TEKS PILIHAN:
Pengacara Minta Rektor Untirta Cabut SK Terhadap Terduga Pelaku Pelecehan
SERANG – Tim advokasi hukum dari KZ yakni Presiden Mahasiswa (Presma) Universitas Sultan Ageng Tirtayasa (Untirta) terduga pelaku pelecehan seksual akhirnya angkat bicara. Pihaknya meminta Untirta untuk mencopot Surat Keputusan Rektor.
Surat Keputusan Rektor Untirta No 670/UN43/KPT.KM.00.05/2021 Tentang Pemberian Sanksi Akademik Kepada Ketua BEM Universitas Sultan Ageng Tirtayasa dan No 671/UN43/KPT.KM.04.01/2021 Tentang Pemberhentian dan Pengangkatan Ketua Badan Ekesekutif Mahasiswa Universitas Sultan Ageng Tirtayasa Tahun 2021 dinilai menimbulkan dampak kerugian terhadap masa depan kliennya dengan memberikan sanksi skorsing berupa satu semester yakni semester ganjil tahun akademik 2021/2022 terhitung 08 Oktober 2021 dan memberhentikan sebagai Ketua BEM Untirta tahun 2021.
Diterbitkan Surat Keputusan Rektor tersebut, kliennya tidak pernah dipanggil atau diperiksa terlebih dahulu oleh pihak Untirta sebagai terduga pelaku pelecehan seksual.
“Keputusan tersebut tidak objektif, mendahului keputusan hukum dan Undang-Undang sehingga berpotensi menimbulkan kerugian bagi klien kami, karena dibuat dengan cara- cara tidak sah (cacat formil) dan seharusnya dicabut atau dibatalkan,” ujar Raden Elang Yayan Mulyana melalui keterangan tertulisnya dikutip dari FBn, Selasa (19/10/2021).

INSTRUKSI A:
Ganti "Locate" dengan "Find" pada baris data dari baris yang memuat "Question: Locate the narrow" sampai baris yang memuat "[608,241,774,580]", lalu tuliskan kembali baris-baris itu tanpa perubahan lain.
Baris-baris data ini sama sekali tidak berhubungan dengan artikel tersebut.

MASUKAN LATIHAN:
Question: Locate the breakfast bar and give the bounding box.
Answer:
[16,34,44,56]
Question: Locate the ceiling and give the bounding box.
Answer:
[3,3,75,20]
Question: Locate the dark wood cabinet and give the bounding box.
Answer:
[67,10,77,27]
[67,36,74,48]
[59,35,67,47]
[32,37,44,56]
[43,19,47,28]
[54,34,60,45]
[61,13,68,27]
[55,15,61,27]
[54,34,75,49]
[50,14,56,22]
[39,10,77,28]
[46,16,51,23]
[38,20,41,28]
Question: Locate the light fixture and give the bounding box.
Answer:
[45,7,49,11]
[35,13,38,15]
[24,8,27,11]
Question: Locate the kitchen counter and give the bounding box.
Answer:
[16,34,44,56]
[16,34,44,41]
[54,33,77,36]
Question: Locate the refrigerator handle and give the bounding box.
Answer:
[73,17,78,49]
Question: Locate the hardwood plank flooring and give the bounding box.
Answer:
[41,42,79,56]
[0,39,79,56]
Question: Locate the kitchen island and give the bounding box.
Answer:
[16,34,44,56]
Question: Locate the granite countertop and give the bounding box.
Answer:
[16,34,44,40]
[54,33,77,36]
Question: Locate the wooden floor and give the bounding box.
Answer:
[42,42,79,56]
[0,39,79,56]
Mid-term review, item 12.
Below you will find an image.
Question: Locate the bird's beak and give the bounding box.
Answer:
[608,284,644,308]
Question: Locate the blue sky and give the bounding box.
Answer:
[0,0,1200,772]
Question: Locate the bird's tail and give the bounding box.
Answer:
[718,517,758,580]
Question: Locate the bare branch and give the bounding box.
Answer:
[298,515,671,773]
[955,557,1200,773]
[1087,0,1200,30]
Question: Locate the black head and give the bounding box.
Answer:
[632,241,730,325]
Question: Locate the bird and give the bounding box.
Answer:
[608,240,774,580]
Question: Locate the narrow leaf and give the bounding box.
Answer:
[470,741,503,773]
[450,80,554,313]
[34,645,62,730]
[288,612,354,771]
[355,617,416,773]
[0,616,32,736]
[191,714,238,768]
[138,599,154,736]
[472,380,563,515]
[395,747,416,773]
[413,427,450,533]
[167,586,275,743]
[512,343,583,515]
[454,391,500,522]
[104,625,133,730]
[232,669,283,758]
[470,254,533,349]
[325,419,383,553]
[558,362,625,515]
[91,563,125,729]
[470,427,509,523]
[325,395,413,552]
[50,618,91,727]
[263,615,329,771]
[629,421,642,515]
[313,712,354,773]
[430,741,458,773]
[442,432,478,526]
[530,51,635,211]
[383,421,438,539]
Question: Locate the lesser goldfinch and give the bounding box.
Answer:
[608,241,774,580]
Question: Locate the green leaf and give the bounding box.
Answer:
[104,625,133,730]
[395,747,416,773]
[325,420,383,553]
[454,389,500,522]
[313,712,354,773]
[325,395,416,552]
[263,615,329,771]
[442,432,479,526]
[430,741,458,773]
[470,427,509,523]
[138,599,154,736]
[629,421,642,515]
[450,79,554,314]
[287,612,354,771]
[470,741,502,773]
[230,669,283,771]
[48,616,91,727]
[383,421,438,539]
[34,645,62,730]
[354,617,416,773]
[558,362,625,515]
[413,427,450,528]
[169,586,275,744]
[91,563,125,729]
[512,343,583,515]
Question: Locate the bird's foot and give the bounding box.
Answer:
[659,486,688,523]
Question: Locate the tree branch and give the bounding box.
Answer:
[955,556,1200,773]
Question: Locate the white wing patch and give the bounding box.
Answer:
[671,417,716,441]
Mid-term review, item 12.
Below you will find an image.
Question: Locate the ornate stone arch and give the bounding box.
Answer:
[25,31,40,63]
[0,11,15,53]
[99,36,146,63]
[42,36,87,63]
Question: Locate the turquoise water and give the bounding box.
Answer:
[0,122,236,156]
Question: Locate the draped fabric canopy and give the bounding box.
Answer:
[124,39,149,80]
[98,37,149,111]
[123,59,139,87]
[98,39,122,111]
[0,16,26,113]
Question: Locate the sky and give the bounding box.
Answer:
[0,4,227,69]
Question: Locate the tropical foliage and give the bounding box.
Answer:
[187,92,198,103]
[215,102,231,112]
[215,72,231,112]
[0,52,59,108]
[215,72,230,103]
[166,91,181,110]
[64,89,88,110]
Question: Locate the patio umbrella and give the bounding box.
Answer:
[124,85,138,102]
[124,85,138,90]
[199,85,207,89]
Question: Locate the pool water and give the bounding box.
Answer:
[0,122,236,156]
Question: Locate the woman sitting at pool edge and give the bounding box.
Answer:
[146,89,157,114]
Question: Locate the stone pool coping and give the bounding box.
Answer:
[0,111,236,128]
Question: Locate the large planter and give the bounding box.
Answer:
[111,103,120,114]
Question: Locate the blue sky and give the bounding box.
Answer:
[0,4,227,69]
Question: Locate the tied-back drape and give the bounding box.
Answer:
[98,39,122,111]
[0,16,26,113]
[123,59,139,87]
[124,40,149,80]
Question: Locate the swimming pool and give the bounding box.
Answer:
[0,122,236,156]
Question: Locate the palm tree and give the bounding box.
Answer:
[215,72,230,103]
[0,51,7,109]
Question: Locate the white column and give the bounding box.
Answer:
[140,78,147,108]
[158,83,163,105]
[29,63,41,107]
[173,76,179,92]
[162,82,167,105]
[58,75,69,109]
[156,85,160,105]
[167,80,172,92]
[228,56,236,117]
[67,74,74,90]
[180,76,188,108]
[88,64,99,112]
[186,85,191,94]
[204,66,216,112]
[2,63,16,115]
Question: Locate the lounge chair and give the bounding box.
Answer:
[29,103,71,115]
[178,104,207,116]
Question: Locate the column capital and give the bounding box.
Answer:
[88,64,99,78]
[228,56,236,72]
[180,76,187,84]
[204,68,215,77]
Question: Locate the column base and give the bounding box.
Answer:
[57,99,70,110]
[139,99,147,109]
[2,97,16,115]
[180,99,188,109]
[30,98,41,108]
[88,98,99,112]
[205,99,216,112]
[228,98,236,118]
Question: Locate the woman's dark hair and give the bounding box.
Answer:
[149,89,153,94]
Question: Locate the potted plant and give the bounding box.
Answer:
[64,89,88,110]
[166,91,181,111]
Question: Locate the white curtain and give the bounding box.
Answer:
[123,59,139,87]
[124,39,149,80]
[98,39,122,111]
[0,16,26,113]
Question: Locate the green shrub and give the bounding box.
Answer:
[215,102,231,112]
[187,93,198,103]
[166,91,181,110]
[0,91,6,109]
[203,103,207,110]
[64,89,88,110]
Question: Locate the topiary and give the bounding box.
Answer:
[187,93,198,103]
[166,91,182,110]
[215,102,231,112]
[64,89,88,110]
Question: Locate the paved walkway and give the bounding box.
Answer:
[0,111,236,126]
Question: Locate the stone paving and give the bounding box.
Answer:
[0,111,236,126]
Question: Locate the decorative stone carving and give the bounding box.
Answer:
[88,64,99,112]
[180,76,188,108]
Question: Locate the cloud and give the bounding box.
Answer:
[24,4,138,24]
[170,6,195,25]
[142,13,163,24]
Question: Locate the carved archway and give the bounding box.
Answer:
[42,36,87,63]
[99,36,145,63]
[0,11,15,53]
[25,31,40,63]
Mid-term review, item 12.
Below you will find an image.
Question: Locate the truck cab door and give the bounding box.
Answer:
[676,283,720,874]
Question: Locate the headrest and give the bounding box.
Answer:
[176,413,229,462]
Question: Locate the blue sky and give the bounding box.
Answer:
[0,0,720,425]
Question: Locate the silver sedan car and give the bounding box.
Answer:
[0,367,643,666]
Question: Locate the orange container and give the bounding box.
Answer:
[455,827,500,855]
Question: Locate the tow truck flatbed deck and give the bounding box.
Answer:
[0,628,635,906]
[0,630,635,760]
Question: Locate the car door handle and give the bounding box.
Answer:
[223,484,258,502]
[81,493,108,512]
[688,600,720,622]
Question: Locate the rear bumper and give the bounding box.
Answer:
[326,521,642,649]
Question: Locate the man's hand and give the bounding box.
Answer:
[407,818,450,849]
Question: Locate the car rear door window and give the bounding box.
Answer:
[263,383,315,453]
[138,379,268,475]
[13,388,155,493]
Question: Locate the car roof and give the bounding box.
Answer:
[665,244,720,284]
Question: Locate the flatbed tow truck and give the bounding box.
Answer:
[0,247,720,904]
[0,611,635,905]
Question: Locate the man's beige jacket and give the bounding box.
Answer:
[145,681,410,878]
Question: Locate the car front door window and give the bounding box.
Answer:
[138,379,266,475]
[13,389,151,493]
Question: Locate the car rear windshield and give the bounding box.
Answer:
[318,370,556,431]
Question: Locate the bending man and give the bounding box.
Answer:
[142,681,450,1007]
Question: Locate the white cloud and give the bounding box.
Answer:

INSTRUKSI B:
Salin dengan tepat bagian artikel dari "Diterbitkan Surat Keputusan" sampai "pelaku pelecehan seksual.".

JAWABAN LENGKAP A:
Question: Find the narrow leaf and give the bounding box.
Answer:
[470,741,503,773]
[450,80,554,313]
[34,645,62,730]
[288,612,354,771]
[355,617,416,773]
[0,616,32,736]
[191,714,238,768]
[138,599,154,736]
[472,380,563,515]
[395,747,416,773]
[413,427,450,533]
[167,586,275,743]
[512,343,583,515]
[454,391,500,522]
[104,625,133,730]
[232,669,283,758]
[470,254,533,349]
[325,419,383,553]
[558,362,625,515]
[91,563,125,729]
[470,427,509,523]
[325,395,413,552]
[50,618,91,727]
[263,615,329,771]
[629,421,642,515]
[313,712,354,773]
[430,741,458,773]
[442,432,478,526]
[530,51,635,211]
[383,421,438,539]
Question: Find the lesser goldfinch and give the bounding box.
Answer:
[608,241,774,580]

JAWABAN LENGKAP B:
Diterbitkan Surat Keputusan Rektor tersebut, kliennya tidak pernah dipanggil atau diperiksa terlebih dahulu oleh pihak Untirta sebagai terduga pelaku pelecehan seksual.